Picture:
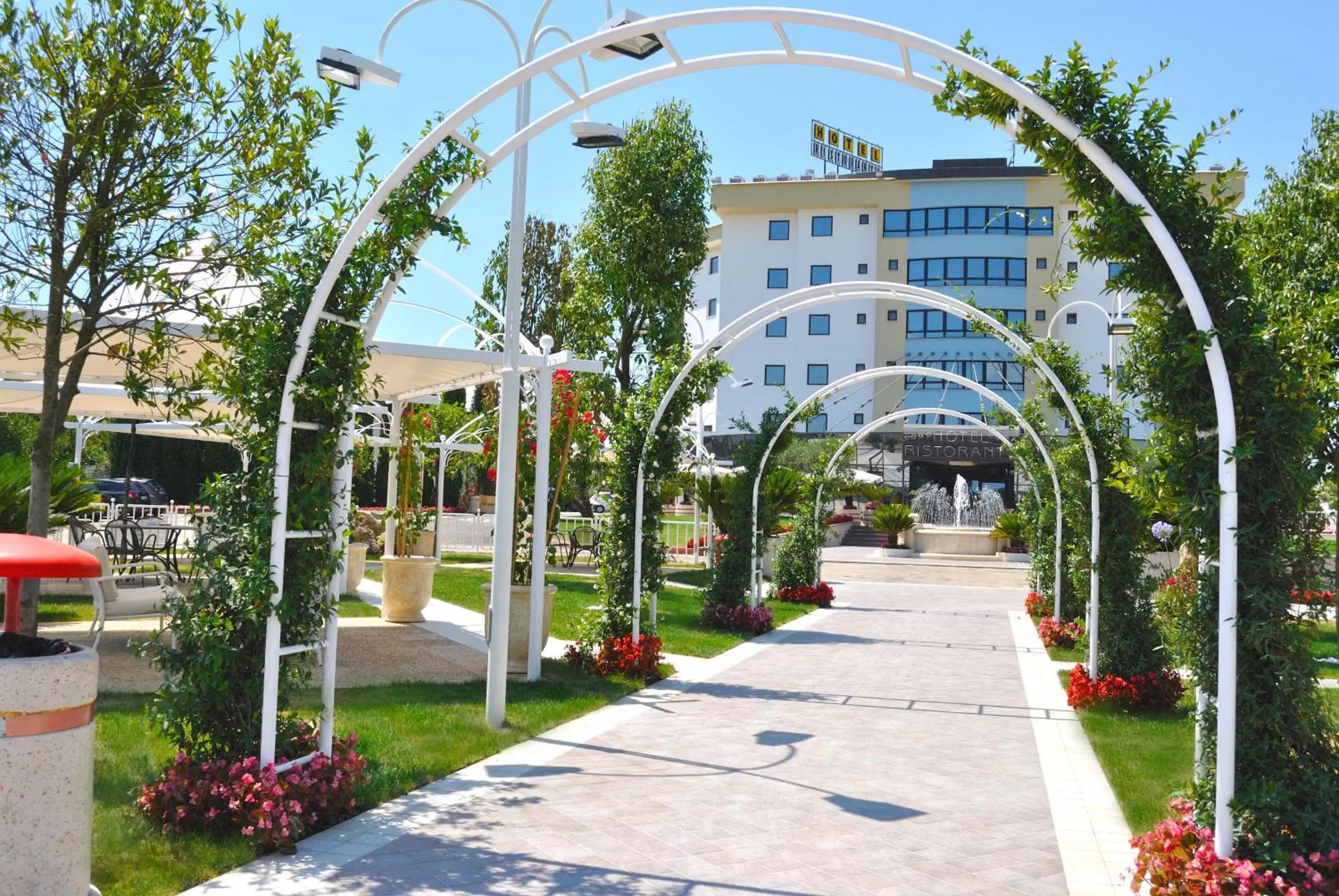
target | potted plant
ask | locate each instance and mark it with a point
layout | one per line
---
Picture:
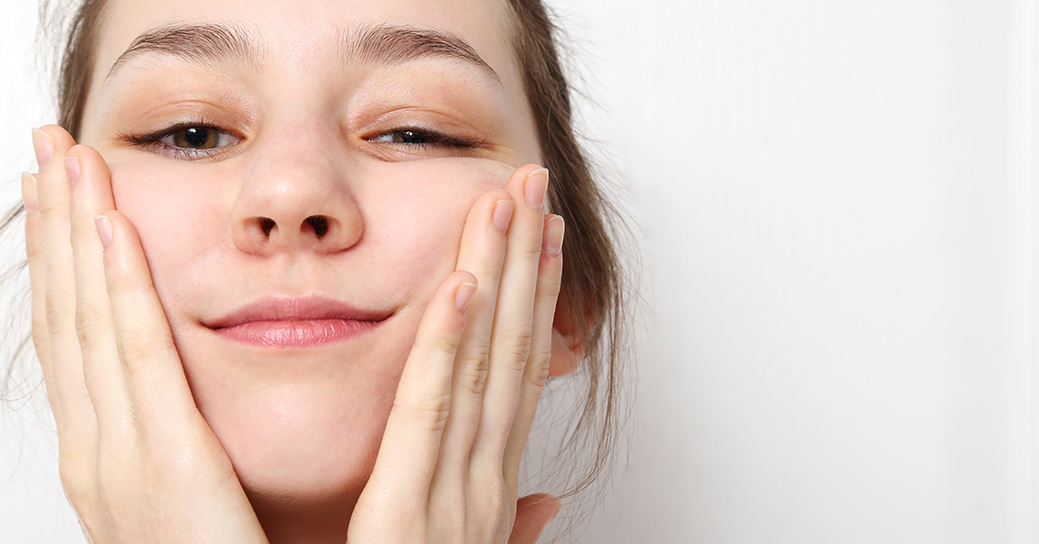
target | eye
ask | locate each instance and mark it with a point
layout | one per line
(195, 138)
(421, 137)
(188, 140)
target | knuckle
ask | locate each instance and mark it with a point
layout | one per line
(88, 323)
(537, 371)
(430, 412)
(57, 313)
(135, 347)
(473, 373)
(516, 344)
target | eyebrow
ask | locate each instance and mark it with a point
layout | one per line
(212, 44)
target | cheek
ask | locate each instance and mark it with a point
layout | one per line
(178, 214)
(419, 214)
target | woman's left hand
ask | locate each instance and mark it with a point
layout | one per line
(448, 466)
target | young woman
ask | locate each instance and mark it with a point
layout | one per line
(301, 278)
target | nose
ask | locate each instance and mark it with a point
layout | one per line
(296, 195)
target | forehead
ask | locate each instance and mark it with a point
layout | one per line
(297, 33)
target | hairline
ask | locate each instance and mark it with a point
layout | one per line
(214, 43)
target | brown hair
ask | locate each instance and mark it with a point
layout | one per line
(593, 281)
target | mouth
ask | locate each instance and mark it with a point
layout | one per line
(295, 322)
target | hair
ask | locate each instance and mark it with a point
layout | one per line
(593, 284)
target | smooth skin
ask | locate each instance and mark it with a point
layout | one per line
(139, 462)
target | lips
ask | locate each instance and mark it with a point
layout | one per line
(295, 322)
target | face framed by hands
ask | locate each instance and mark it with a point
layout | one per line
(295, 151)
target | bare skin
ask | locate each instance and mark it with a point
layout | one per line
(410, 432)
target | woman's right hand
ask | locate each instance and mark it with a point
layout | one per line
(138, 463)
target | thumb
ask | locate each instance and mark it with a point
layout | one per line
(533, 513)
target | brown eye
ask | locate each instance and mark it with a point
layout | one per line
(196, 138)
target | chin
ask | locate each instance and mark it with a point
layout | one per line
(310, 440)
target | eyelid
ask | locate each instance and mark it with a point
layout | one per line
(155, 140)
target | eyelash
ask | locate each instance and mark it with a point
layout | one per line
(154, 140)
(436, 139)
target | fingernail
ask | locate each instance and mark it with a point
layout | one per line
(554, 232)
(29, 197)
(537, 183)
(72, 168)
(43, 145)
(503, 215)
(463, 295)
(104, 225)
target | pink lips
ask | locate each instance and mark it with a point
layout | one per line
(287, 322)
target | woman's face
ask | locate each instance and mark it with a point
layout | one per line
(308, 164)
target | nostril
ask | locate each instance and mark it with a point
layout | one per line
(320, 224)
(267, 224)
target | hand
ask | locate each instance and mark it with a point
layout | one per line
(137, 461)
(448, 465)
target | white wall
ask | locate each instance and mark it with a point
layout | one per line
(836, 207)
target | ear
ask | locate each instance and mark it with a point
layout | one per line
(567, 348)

▶ [Aim of the task]: Please pull out every line in the material above that contains the word "face".

▶ [Reply to the exercise]:
target | face framed by hands
target | woman's face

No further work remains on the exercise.